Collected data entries
-- Opening Marker --
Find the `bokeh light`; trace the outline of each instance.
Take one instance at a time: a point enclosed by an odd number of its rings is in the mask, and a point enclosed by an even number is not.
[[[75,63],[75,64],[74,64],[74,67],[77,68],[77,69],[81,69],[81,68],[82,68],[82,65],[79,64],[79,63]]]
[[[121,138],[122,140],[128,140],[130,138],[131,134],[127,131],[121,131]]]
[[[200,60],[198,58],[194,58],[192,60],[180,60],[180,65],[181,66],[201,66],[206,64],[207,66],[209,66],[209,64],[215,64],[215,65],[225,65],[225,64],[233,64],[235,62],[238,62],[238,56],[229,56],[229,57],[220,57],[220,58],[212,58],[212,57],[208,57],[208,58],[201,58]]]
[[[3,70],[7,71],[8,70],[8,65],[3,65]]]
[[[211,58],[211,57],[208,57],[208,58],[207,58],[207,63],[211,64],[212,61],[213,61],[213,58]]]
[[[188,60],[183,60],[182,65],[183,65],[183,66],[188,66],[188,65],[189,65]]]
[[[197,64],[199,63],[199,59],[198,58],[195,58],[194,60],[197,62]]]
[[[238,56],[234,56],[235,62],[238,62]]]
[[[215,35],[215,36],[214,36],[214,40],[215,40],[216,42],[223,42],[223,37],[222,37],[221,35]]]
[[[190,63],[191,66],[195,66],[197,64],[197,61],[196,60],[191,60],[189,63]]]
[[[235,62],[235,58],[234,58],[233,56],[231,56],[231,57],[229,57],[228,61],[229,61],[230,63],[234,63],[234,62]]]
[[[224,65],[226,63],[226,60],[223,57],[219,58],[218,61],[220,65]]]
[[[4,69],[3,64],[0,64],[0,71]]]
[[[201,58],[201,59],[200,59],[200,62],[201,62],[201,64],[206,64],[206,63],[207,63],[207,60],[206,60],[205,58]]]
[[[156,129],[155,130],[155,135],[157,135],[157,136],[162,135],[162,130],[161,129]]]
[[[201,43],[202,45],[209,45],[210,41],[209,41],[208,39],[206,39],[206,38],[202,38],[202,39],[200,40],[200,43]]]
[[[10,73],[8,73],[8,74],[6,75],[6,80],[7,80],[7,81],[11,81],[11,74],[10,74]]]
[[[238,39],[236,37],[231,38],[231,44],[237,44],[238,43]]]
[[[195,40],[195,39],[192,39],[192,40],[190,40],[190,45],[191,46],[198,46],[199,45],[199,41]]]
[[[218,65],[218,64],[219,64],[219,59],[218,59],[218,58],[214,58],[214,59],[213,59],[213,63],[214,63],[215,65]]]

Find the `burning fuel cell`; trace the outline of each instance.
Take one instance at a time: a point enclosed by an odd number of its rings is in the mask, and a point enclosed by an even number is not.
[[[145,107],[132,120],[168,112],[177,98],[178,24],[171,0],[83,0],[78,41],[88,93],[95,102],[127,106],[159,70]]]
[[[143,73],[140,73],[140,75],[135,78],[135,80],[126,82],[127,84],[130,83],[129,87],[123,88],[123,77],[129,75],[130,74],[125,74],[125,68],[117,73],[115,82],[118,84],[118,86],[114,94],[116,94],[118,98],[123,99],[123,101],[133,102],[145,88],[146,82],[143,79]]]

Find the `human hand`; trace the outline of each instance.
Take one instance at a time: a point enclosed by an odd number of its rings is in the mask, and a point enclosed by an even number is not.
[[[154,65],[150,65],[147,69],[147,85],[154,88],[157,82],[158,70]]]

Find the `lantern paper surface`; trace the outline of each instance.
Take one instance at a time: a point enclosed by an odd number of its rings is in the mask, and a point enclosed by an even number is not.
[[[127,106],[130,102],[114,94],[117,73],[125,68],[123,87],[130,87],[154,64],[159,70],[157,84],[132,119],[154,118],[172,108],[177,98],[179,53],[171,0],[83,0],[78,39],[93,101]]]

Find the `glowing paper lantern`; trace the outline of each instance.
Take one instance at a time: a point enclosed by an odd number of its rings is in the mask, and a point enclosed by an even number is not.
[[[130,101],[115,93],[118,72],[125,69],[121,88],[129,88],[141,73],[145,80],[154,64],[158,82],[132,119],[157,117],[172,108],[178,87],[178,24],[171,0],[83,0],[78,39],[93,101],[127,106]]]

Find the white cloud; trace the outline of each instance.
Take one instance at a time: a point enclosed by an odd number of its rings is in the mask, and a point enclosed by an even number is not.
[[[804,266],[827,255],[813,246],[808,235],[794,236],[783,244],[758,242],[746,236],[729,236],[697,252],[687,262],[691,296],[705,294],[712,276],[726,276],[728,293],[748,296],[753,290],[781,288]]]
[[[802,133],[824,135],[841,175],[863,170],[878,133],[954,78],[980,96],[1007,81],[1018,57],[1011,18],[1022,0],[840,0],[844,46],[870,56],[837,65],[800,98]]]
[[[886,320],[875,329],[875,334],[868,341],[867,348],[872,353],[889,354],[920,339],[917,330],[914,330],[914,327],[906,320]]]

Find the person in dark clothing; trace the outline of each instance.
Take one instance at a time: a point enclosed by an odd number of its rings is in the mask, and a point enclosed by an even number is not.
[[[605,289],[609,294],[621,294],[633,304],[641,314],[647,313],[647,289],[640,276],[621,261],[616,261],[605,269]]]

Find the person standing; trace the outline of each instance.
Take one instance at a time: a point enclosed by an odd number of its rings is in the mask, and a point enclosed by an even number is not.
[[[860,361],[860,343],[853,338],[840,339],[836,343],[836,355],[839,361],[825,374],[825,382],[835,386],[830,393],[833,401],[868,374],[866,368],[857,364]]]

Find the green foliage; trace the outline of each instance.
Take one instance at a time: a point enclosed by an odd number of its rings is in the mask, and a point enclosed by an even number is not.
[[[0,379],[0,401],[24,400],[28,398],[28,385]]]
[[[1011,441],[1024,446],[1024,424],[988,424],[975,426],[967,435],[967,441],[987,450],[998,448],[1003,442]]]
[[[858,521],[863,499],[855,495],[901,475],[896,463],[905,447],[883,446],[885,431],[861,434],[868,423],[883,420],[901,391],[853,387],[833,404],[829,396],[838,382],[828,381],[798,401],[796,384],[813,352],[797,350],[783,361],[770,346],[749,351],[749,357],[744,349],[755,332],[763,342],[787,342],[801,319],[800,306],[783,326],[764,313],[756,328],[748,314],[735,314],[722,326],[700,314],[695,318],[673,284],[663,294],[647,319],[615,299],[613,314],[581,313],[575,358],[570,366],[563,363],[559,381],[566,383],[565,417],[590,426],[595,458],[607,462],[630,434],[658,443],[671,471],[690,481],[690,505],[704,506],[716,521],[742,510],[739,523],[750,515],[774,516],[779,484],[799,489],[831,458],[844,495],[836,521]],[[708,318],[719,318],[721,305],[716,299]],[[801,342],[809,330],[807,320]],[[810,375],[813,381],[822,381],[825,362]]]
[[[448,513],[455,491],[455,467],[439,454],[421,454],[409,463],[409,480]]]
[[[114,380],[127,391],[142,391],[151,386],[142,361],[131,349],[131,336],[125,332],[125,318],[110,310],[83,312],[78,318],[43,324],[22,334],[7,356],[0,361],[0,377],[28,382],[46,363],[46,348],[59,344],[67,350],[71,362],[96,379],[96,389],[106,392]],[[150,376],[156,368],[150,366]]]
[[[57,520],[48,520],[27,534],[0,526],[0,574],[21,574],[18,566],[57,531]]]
-- Closing Marker --
## [WORK TASK]
Every line above should be written out again exactly as it stands.

## [EXERCISE ANSWER]
Find the `bokeh light`; trace the outline of each instance.
Take one instance at a time: a point enclosed by an odd number of its rings is in the mask, and a point enclosed by an even number is not.
[[[75,63],[75,64],[74,64],[74,67],[77,68],[77,69],[81,69],[81,68],[82,68],[82,65],[79,64],[79,63]]]
[[[121,138],[122,140],[128,140],[130,138],[131,134],[127,131],[121,131]]]
[[[200,60],[198,58],[194,58],[192,60],[180,60],[180,65],[181,66],[201,66],[206,64],[207,66],[209,66],[209,64],[215,64],[215,65],[225,65],[225,64],[233,64],[235,62],[238,62],[238,56],[229,56],[229,57],[220,57],[220,58],[212,58],[212,57],[208,57],[208,58],[201,58]]]
[[[3,70],[7,71],[8,70],[8,65],[3,65]]]
[[[211,58],[211,57],[208,57],[208,58],[207,58],[207,63],[211,64],[212,61],[213,61],[213,58]]]
[[[188,60],[183,60],[182,65],[183,65],[183,66],[188,66],[188,65],[189,65]]]
[[[197,64],[199,63],[199,59],[198,58],[195,58],[194,60],[197,62]]]
[[[238,56],[234,56],[235,62],[238,62]]]
[[[215,35],[215,36],[214,36],[214,40],[215,40],[216,42],[223,42],[223,37],[222,37],[221,35]]]
[[[190,63],[191,66],[195,66],[197,64],[197,61],[196,60],[191,60],[189,63]]]
[[[235,62],[235,58],[234,58],[233,56],[231,56],[231,57],[229,57],[228,61],[229,61],[230,63],[234,63],[234,62]]]
[[[224,65],[226,63],[226,60],[223,57],[219,58],[218,61],[220,65]]]
[[[4,69],[3,64],[0,64],[0,71]]]
[[[201,58],[201,59],[200,59],[200,62],[201,62],[201,64],[206,64],[206,63],[207,63],[207,60],[206,60],[205,58]]]
[[[156,129],[155,130],[155,135],[157,135],[157,136],[162,135],[162,130],[161,129]]]
[[[201,43],[202,45],[209,45],[210,41],[209,41],[208,39],[206,39],[206,38],[202,38],[202,39],[200,40],[200,43]]]
[[[10,73],[8,73],[8,74],[6,75],[6,80],[7,80],[7,81],[11,81],[11,74],[10,74]]]
[[[238,39],[236,37],[231,38],[231,44],[237,44],[238,43]]]
[[[195,40],[195,39],[192,39],[192,40],[190,40],[190,45],[191,46],[198,46],[199,45],[199,41]]]
[[[218,65],[218,64],[219,64],[219,59],[218,59],[218,58],[214,58],[214,59],[213,59],[213,63],[214,63],[215,65]]]

Find the `burning fuel cell`; trace the outline of each instance.
Take one instance at a time: a point enclosed by an odd number of its rings is in the mask, and a point enclosed by an even number is not.
[[[145,107],[132,120],[168,112],[177,98],[178,24],[171,0],[83,0],[78,41],[88,93],[95,102],[127,106],[159,70]]]
[[[143,73],[140,73],[140,75],[135,78],[135,80],[126,82],[127,84],[130,83],[129,87],[123,88],[123,77],[129,75],[130,74],[125,74],[125,68],[117,73],[115,82],[118,84],[118,86],[114,94],[116,94],[118,98],[123,99],[123,101],[133,102],[145,88],[146,82],[143,79]]]

Find the `human hand`; trace the outline of each instance.
Take one instance at a time: a point enclosed by an odd number of its rings is in the mask, and a point enclosed by an even number is not.
[[[154,65],[150,65],[147,69],[147,85],[154,88],[157,82],[158,70]]]

Find the `lantern paper surface`; trace the outline of each instance.
Take one instance at a time: a point enclosed by an odd number of its rings is in the mask, and a point enclosed by an even number is not.
[[[127,106],[130,102],[114,94],[117,73],[125,68],[123,87],[130,87],[154,64],[159,70],[157,84],[132,119],[154,118],[172,108],[177,98],[179,53],[171,0],[83,0],[78,39],[93,101]]]

Find the `glowing paper lantern`; trace the outline of each instance.
Take one instance at a time: a point enclosed by an odd number of its rings is in the mask, and a point enclosed by an even number is not.
[[[130,101],[115,93],[118,72],[125,69],[121,88],[129,88],[141,73],[145,80],[154,64],[158,82],[132,119],[157,117],[172,108],[178,87],[178,24],[171,0],[83,0],[78,39],[93,101],[127,106]]]

Find the white cloud; trace the outline of each instance.
Take one instance at a time: a point enclosed by an odd number of its rings is in the mask, and a point enclosed by an even number is not.
[[[804,266],[827,255],[813,246],[808,235],[794,236],[783,244],[758,242],[746,236],[729,236],[697,252],[687,262],[691,296],[705,294],[712,276],[726,276],[728,293],[748,296],[753,290],[781,288]]]
[[[802,133],[824,135],[841,175],[863,170],[878,133],[954,78],[980,96],[1007,81],[1018,57],[1011,18],[1022,0],[840,0],[844,46],[870,56],[837,65],[800,98]]]
[[[886,320],[875,329],[875,334],[868,341],[867,348],[872,353],[889,354],[920,339],[917,330],[914,330],[914,327],[906,320]]]

Find the person in dark clothing; trace the outline of each instance.
Take one instance at a time: a point enclosed by an odd number of its rings is in the mask, and a point enclosed by an even number is not.
[[[605,289],[609,294],[621,294],[633,304],[641,314],[647,313],[647,289],[640,276],[621,261],[616,261],[605,269]]]

Find the person standing; trace the outline of each instance.
Take one instance at a time: a point enclosed by an odd number of its rings is in the mask, and a point enclosed by an even number is not.
[[[860,361],[860,343],[853,338],[840,339],[836,343],[836,355],[839,361],[825,374],[825,382],[835,386],[830,393],[833,401],[868,374],[866,368],[857,364]]]

Find the green foliage; trace the outline of each instance.
Take one instance at a time: a point enclosed by an odd number of its rings is in the mask, and a point enclosed by an even number is not.
[[[0,379],[0,401],[24,400],[28,398],[28,385]]]
[[[1011,441],[1024,446],[1024,424],[988,424],[975,426],[967,435],[967,441],[987,450],[998,448],[1003,442]]]
[[[858,521],[863,499],[855,495],[901,475],[896,463],[905,447],[883,446],[885,431],[861,434],[868,423],[883,420],[901,391],[853,387],[833,404],[829,396],[838,382],[828,381],[798,401],[796,384],[813,352],[797,350],[783,361],[770,346],[749,351],[749,357],[744,349],[755,332],[763,342],[787,342],[801,319],[800,306],[783,326],[764,313],[756,328],[748,314],[735,314],[722,326],[700,314],[695,318],[673,284],[663,294],[647,319],[615,299],[613,314],[581,313],[575,358],[570,366],[563,363],[559,381],[566,383],[565,417],[590,426],[595,458],[607,462],[630,434],[658,443],[671,471],[690,481],[690,505],[704,506],[716,521],[742,510],[739,523],[750,515],[774,516],[779,484],[799,489],[831,458],[844,495],[836,521]],[[708,318],[719,318],[721,305],[716,299]],[[801,342],[809,330],[807,320]],[[810,375],[813,381],[822,381],[825,362]]]
[[[448,513],[455,491],[455,467],[439,454],[421,454],[409,463],[409,480]]]
[[[114,380],[127,391],[142,391],[151,386],[142,361],[131,349],[131,336],[125,332],[125,318],[110,310],[83,312],[78,318],[43,324],[22,334],[7,356],[0,361],[0,377],[28,382],[46,363],[46,348],[59,344],[67,350],[71,362],[96,379],[96,389],[106,392]],[[150,376],[156,368],[150,366]]]
[[[57,520],[48,520],[27,534],[0,526],[0,574],[21,574],[18,566],[57,531]]]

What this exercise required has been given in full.